# Aim of the task
Please output the data below exactly as given, starting at its first line and stopping after the line that contains "Tag the broken".
(Beginning of Input for this task)
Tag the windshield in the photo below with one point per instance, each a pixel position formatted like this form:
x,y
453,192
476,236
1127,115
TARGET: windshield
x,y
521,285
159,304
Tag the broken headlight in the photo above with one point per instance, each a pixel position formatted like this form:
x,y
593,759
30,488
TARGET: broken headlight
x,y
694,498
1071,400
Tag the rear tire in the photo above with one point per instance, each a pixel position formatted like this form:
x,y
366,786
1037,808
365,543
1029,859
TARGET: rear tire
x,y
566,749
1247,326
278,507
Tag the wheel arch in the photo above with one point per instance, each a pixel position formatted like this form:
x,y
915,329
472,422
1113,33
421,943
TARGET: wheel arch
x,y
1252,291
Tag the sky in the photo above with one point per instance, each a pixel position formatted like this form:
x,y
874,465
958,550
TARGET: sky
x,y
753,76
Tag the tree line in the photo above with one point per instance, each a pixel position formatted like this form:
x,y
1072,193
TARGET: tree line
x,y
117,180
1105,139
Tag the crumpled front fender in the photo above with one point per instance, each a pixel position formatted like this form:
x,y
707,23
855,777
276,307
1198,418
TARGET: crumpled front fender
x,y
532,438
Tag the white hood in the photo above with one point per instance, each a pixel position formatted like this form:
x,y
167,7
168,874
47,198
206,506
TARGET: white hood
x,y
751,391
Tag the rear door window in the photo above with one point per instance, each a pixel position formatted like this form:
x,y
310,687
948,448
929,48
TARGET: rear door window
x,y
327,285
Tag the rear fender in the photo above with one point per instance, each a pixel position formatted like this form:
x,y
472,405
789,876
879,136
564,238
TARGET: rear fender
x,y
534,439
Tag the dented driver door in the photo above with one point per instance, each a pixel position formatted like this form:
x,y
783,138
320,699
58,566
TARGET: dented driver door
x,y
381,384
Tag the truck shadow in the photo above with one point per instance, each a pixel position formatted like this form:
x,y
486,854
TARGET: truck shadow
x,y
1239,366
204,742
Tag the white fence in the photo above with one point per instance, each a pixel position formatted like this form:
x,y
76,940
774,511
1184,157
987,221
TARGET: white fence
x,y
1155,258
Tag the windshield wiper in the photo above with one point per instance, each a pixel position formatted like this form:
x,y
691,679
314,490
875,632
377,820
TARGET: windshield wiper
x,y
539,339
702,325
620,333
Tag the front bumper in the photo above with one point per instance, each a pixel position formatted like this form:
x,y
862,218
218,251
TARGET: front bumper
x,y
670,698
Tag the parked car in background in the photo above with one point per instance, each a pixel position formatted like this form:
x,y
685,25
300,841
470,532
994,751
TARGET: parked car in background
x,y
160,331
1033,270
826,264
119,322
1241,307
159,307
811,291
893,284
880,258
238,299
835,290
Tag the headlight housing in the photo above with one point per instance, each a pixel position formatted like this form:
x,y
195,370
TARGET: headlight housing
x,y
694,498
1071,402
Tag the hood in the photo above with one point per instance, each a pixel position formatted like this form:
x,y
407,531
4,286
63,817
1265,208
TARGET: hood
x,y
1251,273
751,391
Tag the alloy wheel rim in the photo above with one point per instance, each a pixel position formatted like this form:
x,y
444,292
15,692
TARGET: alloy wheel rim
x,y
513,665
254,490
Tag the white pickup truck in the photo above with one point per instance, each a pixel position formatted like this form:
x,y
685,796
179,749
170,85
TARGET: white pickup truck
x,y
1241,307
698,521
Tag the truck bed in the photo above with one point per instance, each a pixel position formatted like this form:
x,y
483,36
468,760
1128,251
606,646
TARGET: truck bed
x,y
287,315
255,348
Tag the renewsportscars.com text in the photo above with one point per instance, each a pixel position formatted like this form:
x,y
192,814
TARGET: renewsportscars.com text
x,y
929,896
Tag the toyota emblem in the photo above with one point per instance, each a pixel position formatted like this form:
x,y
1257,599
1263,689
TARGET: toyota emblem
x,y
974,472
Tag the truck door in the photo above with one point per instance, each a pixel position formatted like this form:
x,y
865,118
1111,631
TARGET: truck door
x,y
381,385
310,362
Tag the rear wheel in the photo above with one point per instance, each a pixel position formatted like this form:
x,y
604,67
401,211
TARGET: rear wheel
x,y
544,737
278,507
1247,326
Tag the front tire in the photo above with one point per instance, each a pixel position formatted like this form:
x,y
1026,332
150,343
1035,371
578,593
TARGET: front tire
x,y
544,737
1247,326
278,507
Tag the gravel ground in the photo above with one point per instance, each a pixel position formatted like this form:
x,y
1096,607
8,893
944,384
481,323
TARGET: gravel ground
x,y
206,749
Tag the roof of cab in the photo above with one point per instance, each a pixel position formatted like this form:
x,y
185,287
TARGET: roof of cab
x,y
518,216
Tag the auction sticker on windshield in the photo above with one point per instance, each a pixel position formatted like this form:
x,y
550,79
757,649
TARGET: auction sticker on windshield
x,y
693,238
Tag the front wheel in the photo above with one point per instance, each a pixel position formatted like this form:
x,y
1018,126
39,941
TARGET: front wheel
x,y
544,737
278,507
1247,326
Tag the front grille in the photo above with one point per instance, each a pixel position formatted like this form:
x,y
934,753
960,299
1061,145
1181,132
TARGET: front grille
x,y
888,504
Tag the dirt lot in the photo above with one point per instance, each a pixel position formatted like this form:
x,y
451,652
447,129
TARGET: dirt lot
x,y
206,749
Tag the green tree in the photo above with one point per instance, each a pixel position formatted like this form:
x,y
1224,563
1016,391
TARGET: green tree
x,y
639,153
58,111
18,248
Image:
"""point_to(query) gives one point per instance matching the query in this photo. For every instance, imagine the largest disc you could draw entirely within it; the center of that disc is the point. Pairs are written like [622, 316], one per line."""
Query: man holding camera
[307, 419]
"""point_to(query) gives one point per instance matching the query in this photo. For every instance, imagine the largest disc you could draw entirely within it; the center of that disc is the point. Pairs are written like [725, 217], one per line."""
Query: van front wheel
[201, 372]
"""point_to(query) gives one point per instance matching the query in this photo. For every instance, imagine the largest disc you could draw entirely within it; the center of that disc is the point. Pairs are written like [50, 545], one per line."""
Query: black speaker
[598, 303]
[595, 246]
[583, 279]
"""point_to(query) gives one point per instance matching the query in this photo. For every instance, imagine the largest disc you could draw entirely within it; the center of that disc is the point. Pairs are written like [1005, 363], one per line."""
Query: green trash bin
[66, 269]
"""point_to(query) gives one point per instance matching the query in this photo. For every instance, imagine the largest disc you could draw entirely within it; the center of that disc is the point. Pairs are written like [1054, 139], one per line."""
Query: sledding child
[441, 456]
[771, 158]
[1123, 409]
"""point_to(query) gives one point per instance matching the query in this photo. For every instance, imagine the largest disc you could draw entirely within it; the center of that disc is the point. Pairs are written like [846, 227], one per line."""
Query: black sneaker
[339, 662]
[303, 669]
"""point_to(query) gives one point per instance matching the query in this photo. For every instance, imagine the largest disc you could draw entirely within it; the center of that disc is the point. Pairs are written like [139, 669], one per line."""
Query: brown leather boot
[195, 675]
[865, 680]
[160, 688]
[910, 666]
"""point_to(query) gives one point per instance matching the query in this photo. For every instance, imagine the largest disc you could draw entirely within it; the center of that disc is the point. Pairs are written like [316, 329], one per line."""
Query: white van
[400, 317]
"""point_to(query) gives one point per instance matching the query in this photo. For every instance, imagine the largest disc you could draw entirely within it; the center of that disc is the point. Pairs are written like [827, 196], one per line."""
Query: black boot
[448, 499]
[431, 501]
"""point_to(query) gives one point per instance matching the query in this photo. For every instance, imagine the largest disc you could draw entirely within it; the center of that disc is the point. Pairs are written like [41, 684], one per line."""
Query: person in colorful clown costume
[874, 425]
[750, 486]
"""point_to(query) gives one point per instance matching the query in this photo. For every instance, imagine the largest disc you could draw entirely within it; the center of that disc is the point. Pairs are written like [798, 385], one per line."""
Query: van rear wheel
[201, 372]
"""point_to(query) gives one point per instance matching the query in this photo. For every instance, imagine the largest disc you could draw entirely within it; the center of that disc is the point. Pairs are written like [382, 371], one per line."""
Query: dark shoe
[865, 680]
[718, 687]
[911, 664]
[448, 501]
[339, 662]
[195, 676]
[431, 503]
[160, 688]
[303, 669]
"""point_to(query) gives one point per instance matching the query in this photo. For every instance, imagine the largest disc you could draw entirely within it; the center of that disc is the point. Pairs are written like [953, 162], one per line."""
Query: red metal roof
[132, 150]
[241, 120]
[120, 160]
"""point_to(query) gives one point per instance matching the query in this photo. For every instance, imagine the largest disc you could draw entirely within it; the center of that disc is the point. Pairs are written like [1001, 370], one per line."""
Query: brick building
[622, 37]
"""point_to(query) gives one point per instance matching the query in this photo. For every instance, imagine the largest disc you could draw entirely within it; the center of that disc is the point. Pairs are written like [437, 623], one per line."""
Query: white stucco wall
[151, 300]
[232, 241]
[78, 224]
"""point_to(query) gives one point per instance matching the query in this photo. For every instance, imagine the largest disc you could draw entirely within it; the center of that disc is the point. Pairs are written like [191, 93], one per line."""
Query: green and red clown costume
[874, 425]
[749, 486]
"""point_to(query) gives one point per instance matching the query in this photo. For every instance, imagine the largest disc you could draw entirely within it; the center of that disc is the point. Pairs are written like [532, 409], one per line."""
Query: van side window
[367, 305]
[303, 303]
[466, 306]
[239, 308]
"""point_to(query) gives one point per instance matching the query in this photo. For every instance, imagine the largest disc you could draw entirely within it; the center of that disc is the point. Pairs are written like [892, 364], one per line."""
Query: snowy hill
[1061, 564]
(End of Input for this task)
# Response to the task
Tag the windshield in the photo below with one point per instance, each a pixel position formatted like this form:
x,y
453,192
476,236
1127,115
TARGET: windshield
x,y
521,285
159,304
Tag the broken headlight in the photo above with one point per instance, each a pixel position formatted like this form:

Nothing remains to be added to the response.